[Coordinate annotation entries]
::::

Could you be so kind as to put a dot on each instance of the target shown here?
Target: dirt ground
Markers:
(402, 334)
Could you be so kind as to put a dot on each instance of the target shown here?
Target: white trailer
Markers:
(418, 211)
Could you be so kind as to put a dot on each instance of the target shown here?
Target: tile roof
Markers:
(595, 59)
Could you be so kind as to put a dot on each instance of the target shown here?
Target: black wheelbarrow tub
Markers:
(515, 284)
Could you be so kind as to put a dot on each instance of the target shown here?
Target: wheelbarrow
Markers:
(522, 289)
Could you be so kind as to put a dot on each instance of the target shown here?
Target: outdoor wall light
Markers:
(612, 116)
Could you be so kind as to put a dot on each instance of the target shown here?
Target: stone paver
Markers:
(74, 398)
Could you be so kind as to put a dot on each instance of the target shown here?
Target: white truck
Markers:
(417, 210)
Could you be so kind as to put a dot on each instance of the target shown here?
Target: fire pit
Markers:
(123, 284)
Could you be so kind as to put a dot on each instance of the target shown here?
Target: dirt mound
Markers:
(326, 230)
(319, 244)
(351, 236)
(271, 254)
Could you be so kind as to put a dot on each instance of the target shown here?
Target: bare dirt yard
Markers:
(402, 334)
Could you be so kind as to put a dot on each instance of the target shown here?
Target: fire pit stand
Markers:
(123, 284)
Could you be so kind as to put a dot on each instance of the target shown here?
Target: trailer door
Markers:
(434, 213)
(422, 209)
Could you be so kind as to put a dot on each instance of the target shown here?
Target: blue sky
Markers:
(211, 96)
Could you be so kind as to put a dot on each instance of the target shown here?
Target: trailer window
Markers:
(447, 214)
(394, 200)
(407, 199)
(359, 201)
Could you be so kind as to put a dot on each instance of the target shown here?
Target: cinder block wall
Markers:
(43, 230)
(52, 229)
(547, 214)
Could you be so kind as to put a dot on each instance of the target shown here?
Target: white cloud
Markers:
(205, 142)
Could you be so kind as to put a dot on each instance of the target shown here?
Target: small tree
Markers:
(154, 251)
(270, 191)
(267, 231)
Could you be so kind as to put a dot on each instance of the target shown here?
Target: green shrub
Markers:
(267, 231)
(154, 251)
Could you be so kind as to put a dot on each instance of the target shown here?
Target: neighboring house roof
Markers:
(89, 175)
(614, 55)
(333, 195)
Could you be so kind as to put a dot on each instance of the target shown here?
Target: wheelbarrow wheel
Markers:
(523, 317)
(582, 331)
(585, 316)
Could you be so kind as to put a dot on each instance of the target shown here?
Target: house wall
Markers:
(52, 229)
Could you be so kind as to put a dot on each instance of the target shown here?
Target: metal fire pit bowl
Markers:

::::

YOUR TASK: Count the lines in the items above that contain the word "white", matching case exactly, and reply with the number alone.

WORKED SOLUTION: 3